Problem details
Pick out every line of the data below that contains the word "leaf" and copy each one. Case counts.
========
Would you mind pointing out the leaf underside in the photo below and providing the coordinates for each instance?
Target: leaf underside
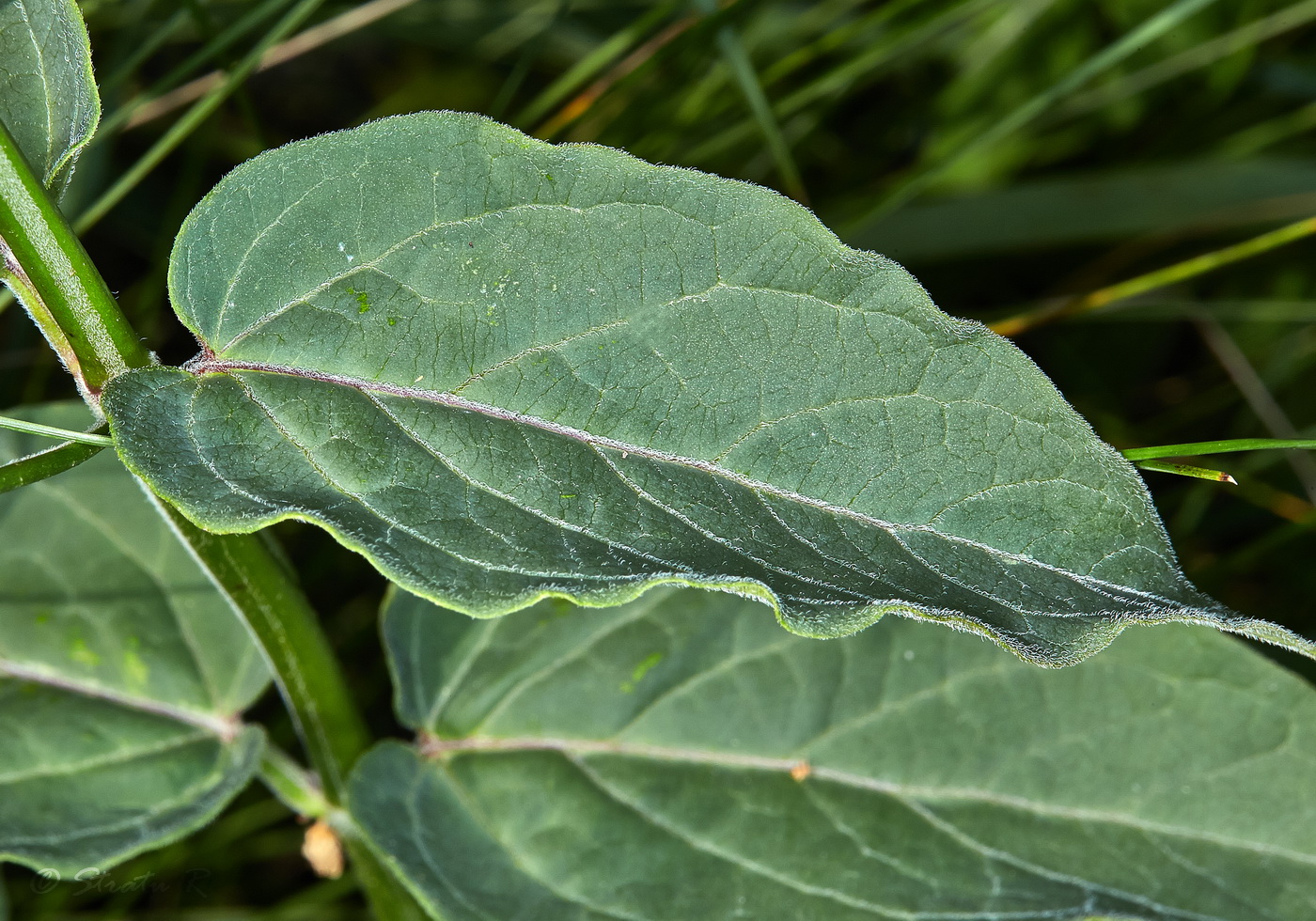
(507, 370)
(681, 758)
(122, 673)
(48, 94)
========
Exercise response
Would you mind pointing out the leaf underside in the photo below and providing the coordinates for each instance?
Target: leaf underside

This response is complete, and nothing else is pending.